Supplied passage →
※

Reputation: 49
I'm having a hard time extracting data from a httprequest response.
Can somebody help me? Here's a part of my code:
import requests
r = requests.get('https://www.example.com', verify=True)
keyword = r.text.find('loginfield')
print (keyword)
>>> 42136
42136 value basically means that string 'loginfield' exists on the response.text. But how do I extract specific strings from it?
Like for example I want to extract these exact strings:
<title>Some title here</title>
or this one:
<div id='bla...' #continues extracting of strings until it stops where I want it to stop extracting.
Anybody got an idea on how should I approach this problem?
Upvotes: 3
Views: 10428
Reputation: 52040
Please note that for HTML-page data extraction, you should take a look at a specialized library like Beautiful soup. Your program will be less fragile and more maintainable that way.
string.find
will return -1 if the string does not exists.
There is no string "loginfield" in the page you retrieved.
Once you have the correct index for your string, the returned value is the position of the first char of that string.
since you edited your question:
>>> r.text.find('loginfield')
42136
That means, the string "loginfield" starts at offset 42136 in the text. You could display say 200 chars starting at that position that way:
>>> print(r.text[42136:42136+200])
To find the various values you looking for, you have to figure out where there are relative to that position.
Upvotes: 0
Reputation: 60024
You can use BeautifulSoup
to parse HTML and get tags. Here's an example piece of code:
import requests
from bs4 import BeautifulSoup as BS
r = requests.get('https://www.example.com', verify=True)
soup = BS(r.text)
print(soup.find('title').text)
Should print:
Some title here
But depends on if it's the first title or not
Upvotes: 4

※

Data shown →
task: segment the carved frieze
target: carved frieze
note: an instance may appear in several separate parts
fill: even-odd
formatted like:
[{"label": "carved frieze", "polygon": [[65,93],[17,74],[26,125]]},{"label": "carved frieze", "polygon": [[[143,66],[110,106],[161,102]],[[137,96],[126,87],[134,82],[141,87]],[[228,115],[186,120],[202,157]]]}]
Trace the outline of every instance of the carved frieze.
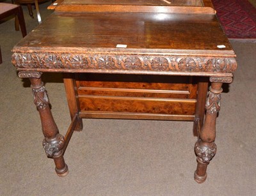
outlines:
[{"label": "carved frieze", "polygon": [[41,77],[41,73],[34,72],[19,72],[18,76],[21,79],[24,78],[36,78],[40,79]]},{"label": "carved frieze", "polygon": [[54,139],[45,137],[43,140],[43,147],[45,153],[48,157],[51,158],[63,148],[64,144],[64,137],[59,133]]},{"label": "carved frieze", "polygon": [[34,103],[36,107],[40,109],[45,108],[49,103],[49,100],[44,86],[32,87],[32,92],[34,95]]},{"label": "carved frieze", "polygon": [[214,156],[217,151],[217,146],[214,142],[204,144],[204,142],[199,140],[196,141],[195,144],[195,152],[204,163],[209,163],[213,156]]},{"label": "carved frieze", "polygon": [[237,67],[234,58],[143,55],[86,55],[14,53],[17,68],[88,70],[138,70],[232,73]]},{"label": "carved frieze", "polygon": [[220,83],[231,83],[233,80],[233,79],[230,77],[211,77],[210,82],[220,82]]}]

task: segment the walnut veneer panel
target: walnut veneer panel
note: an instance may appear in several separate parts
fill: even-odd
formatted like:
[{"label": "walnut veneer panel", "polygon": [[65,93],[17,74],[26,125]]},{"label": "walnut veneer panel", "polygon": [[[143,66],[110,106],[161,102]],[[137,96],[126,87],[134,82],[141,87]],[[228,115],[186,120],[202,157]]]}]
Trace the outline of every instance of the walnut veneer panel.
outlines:
[{"label": "walnut veneer panel", "polygon": [[79,74],[76,80],[81,112],[90,117],[193,120],[191,77]]}]

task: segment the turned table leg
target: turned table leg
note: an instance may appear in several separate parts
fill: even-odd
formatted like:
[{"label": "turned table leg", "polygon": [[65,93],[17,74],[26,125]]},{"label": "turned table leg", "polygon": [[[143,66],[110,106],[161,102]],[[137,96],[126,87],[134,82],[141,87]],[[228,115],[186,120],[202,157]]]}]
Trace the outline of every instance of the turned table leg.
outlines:
[{"label": "turned table leg", "polygon": [[45,137],[43,140],[44,148],[47,156],[53,158],[58,176],[65,176],[68,173],[68,167],[65,163],[63,155],[65,139],[59,133],[51,112],[48,96],[44,83],[41,80],[41,73],[19,72],[19,76],[27,77],[30,80],[34,95],[34,103],[40,114],[42,128]]},{"label": "turned table leg", "polygon": [[197,156],[197,167],[194,177],[198,183],[205,181],[207,165],[215,155],[217,149],[214,143],[216,121],[220,109],[221,86],[221,82],[212,82],[209,87],[205,105],[205,119],[199,134],[199,139],[195,145],[195,151]]}]

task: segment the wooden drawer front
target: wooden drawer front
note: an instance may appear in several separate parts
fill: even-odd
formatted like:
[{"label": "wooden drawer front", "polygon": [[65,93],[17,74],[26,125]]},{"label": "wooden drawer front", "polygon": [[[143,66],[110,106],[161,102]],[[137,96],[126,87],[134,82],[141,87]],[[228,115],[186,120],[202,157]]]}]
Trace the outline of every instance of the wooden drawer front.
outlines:
[{"label": "wooden drawer front", "polygon": [[195,114],[197,86],[190,77],[83,74],[76,80],[81,113],[141,114],[143,119],[147,114],[153,119]]},{"label": "wooden drawer front", "polygon": [[137,98],[117,96],[81,96],[83,111],[154,113],[193,115],[195,100]]}]

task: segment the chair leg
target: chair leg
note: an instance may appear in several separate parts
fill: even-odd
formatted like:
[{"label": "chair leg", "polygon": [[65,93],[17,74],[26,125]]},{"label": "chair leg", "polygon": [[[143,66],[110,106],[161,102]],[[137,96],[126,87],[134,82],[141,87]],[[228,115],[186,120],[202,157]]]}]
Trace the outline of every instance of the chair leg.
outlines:
[{"label": "chair leg", "polygon": [[18,22],[20,26],[21,33],[22,34],[22,36],[24,37],[27,35],[27,30],[26,29],[25,20],[23,15],[23,11],[21,6],[19,6],[19,11],[17,14],[17,17],[19,19]]}]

※

Set problem A → List every reputation figure shown in the forum thread.
Set problem B → Translate this sentence from the forum thread into Spanish: "Your program will be less fragile and more maintainable that way."
Set problem C → Summarize the forum thread in two sentences.
The listing has nothing to do with the forum thread.

Full answer A → 49, 52040, 60024

Full answer B → Así tu programa será menos frágil y más fácil de mantener.

Full answer C → A poster using requests finds that searching the response text for 'loginfield' returns 42136 and asks how to pull out specific strings, such as a title tag. One reply explains that this number is the position where the string starts and suggests printing characters from there or using Beautiful Soup, and another gives BeautifulSoup code that prints the page title.